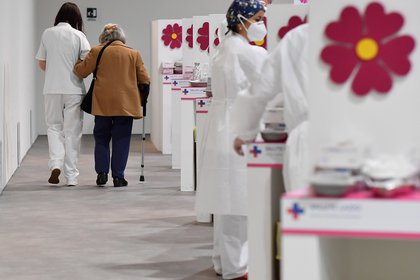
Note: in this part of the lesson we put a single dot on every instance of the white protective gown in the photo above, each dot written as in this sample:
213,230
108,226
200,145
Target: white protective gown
223,189
285,73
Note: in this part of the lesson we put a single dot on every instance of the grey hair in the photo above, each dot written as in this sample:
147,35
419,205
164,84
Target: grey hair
112,32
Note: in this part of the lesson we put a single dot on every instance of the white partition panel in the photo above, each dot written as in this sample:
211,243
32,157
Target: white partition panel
282,18
214,23
166,47
201,39
368,90
187,45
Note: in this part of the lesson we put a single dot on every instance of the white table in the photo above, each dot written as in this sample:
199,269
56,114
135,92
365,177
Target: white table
177,83
167,112
201,110
265,186
355,237
188,96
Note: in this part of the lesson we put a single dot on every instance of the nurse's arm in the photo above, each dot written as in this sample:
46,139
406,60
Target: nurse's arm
42,64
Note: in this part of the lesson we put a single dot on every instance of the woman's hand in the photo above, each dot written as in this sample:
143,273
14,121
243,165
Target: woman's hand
237,146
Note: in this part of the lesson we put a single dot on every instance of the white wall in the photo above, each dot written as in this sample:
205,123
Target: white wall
17,92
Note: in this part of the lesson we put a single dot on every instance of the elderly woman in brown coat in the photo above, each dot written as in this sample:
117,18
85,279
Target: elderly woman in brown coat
115,102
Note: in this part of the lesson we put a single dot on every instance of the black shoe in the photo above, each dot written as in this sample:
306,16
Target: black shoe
120,182
102,178
55,173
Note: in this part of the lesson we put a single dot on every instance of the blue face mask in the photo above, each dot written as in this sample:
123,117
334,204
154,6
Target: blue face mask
256,31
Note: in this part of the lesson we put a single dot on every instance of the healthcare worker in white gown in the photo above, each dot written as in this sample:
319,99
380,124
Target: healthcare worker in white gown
285,73
222,185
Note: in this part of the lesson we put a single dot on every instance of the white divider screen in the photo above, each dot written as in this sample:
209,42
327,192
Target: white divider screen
166,47
282,18
364,75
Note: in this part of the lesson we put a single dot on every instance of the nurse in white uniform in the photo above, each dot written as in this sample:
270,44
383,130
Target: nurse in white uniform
286,74
223,182
61,47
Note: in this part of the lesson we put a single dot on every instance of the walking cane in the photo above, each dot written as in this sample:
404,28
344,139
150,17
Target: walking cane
144,92
143,138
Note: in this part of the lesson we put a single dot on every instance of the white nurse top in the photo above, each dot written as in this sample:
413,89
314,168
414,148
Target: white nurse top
61,47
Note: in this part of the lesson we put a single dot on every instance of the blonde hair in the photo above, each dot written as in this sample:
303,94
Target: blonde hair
112,32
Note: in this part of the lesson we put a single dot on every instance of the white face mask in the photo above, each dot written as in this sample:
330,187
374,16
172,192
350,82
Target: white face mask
256,31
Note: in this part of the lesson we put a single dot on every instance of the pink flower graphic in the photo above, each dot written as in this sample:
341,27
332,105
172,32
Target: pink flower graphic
368,45
203,36
293,22
216,41
172,36
189,37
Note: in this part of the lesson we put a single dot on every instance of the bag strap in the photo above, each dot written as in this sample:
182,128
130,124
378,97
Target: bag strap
99,58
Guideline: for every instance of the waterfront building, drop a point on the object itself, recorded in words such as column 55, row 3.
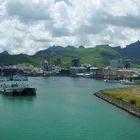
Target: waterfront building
column 120, row 64
column 76, row 70
column 45, row 65
column 76, row 62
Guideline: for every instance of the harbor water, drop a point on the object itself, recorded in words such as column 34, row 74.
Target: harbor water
column 65, row 109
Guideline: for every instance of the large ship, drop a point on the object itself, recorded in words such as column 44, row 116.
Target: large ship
column 16, row 89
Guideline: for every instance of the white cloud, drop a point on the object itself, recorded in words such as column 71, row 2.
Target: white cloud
column 30, row 25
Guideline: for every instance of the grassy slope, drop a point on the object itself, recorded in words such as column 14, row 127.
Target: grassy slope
column 101, row 55
column 127, row 94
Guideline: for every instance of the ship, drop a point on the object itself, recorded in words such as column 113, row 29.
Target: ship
column 15, row 89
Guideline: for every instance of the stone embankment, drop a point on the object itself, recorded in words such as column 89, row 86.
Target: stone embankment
column 132, row 109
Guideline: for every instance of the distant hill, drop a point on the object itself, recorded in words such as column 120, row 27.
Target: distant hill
column 131, row 51
column 101, row 55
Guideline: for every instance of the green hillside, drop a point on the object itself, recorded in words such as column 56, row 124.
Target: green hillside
column 101, row 55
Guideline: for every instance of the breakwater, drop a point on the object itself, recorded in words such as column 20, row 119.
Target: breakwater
column 131, row 109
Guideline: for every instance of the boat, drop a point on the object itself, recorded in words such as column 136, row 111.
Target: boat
column 111, row 81
column 19, row 78
column 127, row 82
column 3, row 78
column 15, row 89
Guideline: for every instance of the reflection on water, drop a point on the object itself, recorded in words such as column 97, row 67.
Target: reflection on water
column 18, row 98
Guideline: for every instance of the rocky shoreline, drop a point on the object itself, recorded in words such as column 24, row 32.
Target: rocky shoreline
column 131, row 109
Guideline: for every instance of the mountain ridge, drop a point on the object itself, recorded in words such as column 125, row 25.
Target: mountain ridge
column 101, row 54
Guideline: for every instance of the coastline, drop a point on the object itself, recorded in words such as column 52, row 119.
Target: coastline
=======
**To do**
What belongs in the answer is each line of the listing that contains the word "coastline".

**Task output**
Guideline: for every instance of the coastline, drop a point on the object itself, recorded in words such as column 52, row 119.
Target: coastline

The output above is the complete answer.